• [SOURCE EXCERPT]
The First World War is over, Treaty of Versailles is in place, the Weimar Republic comes.

Then there's something called the Beer Hall Putsch, okay? So we'll look at what the Beer Hall Putsch is.

We'll then look at the Great Depression of 1929 and how that affected things, about how this character, Hitler, becomes Chancellor of Germany, and finally, there'll be the end of lesson quiz.

Here we go.

First of all, the Weimar Republic.

So, with, you remember in the last lesson, that Kaiser Wilhelm had abdicated, he'd resigned.

The German Empire was no longer an empire.

They'd already had some democratic institutions, so that didn't change completely because they did already have a constitutional monarchy with a.

It had some elements of democracy already, but it was going public.

A republic is a country without a king or a queen, so it's going to be fully democratic with a parliament and a president, and they made most of these decisions in a place called Weimar, and that's why it's called the Weimar Republic.

It's just named after the place that it was.

So what was agreed in Weimar? What was agreed in terms of what the new Germany was going to look like? Well, first of all, it would be a republic, so there would be no supreme leader in terms of a monarch, and then there are two different names that are used.

The Weimar Republic, sometimes, like I said, because it was made in, they'd made the decisions in Weimar, but it's usually also referred to as the German Reich, Reich.

You need to pay attention to that word so get this vocabulary sorted now, the German Reich, and reich means realm or sort of a country, so, the new German, the new country of Germany, no longer an empire.

Now it's the country of Germany, and to make the rules of the new country, to make the rules of any country, we use what's called a constitution, a list of rules, a list of what's going to happen, and so there was the Weimar Constitution, and the Weimar Constitution so that Germany was going to be a reich or a realm.

It was going to be one state with the same rules for everybody in that state.

It would have a president to rule over it.

It would rule for seven years.

Then there would be a chancellor, kind of like our prime minister, so somebody who's in charge of parliament, making all of the decisions in consultation with parliament, and that parliament, or the Reichstag, that parliament would have different politicians and party members in, to make those decisions together.

They wrote all of this down in their Weimar Constitution.

That's exactly what it looks like, with all of these decisions of let's have a president, let's have a chancellor, how long can they be in charge for, and they wrote it all down and signed it in the Weimar Constitution.

So that meant we started to get some new parties, some new political parties, who wanted to be in charge, so, in history, we often talk about what stayed the same and what became different.

This is a good example of where this change started to create new changes, including new political parties, and we're going to look at one in particular because one new political party that came out of this was led by a German soldier, led by somebody who had been a German soldier, and that German soldier, that is a young Adolf Hitler.

You might have heard of him before.

And Adolf Hitler had served in the German army.

He fought at the Battle of Somme, which we've already learned about, and he wanted to make a new party, a new party called the Social Democrat Party, or sometimes called the Nazi Party, and that was their sign, the Nazi Party.

• [WHAT TO PRODUCE] Resume the lesson on the Weimar Republic and the rise of Hitler, picking up right after its last sentence. The records have nothing to do with what is asked here.

• [DATA ROWS]
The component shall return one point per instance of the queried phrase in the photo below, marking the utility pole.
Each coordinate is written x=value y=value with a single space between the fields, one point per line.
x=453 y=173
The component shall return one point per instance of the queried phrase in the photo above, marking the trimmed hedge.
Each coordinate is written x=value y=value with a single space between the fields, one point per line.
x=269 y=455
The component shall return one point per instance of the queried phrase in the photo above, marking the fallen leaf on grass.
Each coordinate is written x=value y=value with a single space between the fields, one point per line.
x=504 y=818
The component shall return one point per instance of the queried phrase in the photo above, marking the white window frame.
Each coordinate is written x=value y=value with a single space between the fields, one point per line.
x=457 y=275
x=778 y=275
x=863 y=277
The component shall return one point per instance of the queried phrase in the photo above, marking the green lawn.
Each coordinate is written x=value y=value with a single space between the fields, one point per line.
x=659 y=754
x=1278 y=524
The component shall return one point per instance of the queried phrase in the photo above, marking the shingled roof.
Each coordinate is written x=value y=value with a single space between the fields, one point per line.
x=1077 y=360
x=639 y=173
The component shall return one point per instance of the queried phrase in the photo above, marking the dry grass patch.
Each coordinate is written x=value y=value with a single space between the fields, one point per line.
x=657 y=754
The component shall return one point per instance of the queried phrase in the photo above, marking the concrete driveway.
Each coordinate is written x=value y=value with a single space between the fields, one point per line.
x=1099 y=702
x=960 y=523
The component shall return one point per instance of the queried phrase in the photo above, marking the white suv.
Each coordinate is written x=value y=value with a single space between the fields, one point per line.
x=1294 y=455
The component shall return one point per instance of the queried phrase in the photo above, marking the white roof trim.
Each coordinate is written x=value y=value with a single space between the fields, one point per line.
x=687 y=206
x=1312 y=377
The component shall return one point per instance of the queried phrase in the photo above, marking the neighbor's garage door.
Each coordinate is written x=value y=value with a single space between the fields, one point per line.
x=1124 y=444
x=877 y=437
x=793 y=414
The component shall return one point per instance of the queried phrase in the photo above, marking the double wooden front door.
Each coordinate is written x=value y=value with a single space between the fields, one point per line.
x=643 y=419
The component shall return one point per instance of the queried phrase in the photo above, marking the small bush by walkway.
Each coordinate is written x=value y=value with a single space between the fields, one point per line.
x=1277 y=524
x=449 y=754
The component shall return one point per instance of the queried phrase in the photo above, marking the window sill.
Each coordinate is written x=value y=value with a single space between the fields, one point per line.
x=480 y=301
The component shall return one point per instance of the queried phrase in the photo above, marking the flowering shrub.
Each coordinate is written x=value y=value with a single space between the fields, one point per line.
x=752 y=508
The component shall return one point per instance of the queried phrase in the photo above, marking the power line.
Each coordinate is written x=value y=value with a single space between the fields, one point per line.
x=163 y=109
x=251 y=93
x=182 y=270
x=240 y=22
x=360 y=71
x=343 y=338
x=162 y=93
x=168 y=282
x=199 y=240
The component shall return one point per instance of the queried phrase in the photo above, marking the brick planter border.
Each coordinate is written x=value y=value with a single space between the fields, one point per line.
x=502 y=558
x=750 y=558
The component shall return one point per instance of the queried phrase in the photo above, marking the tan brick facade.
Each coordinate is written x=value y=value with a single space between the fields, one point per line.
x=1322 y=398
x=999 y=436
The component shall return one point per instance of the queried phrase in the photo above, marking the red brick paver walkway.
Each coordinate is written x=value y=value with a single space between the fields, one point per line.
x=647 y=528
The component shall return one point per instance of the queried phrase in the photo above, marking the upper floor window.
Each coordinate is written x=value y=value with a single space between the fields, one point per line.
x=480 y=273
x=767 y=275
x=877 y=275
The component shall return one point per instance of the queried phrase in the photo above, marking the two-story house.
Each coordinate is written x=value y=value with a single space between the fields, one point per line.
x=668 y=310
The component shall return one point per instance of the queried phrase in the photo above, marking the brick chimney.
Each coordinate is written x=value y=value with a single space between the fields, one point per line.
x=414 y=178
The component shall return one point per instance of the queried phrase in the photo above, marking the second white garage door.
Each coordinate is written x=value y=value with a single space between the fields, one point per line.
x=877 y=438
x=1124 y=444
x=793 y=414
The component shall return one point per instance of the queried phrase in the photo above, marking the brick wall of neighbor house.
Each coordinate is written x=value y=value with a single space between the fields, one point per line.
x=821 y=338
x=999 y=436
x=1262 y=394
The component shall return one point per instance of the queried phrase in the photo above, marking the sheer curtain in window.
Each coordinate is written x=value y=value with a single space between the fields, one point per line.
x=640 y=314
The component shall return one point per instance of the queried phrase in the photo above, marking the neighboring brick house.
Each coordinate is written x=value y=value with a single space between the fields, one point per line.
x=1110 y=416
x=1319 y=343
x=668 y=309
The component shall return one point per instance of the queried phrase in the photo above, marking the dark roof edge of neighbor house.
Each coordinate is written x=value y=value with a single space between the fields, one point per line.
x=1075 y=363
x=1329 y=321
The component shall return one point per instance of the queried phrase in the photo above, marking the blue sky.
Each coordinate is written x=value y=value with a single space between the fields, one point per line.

• [WRITTEN ANSWER]
And so, Hitler, in the late, in 1919 to the early 1920s, became a leader of this small sort of new political party.

So, we have a new country now, the new German Reich.

How did it do? Well, unfortunately, there was some trouble straightaway for the new German Reich.

Of course, they've just had the Treaty of Versailles has just happened, they've lost millions of men in the war, they've had lots of their land taken away, including Alsace-Lorraine, which had all of that coal and all of the stuff that they could use to create wealth, and so, something happens in Germany called hyperinflation, okay? Hyperinflation, and hyperinflation is when money starts to become worthless because Germany didn't have much money, and so what they would start to do is they would just print more money, but the problem is the more that you have of something, the less it's worth.

So, for example, I could go out and get some grass from a field now, well, I couldn't because we're in lockdown, but normally, I could go out and get some grass, and I might try and sell that to somebody.

Would they give me any money for it? Well, no, because there's loads of grass already.

It's not worth anything because you can easily just go and get it.

The rarer something is, the more it's worth, and the problem was, as Germany printed more and more money, it became less rare, and so it became more worthless, and this is known as hyperinflation, and you will see that in 1923, the value of a gold mark is so if you wanted one gold mark, so here, sorry, it says, here, it's about sort of a.

Course, so if you want 5,000, if you had 5,000, if you wanted to buy a gold mark, it would cost you about 5,000 paper marks, okay? As we go through the months in 1923, you can see that if you wanted to buy the same gold mark, so this is the value of one gold mark, in January, it would cost you 5,000.

As we go up into, let's say, September, it wouldn't cost you one, it wouldn't cost you 5,000.

Now, it would cost you a one billion paper marks, and the hyperinflation means that money gets into this runaway cycle where it becomes worth less and less and less, and so you can see it in this picture here.

These children are playing with stacks of notes, stacks of money, so all of those are notes.

Imagine you've got a 20-pound note out now.

Imagine you've got a 20-pound note and you put that in a pile of other 20-pound notes, and you have stacks and stacks of 20-pound notes, and they're so worthless that you just use them like toys to build pyramids out of.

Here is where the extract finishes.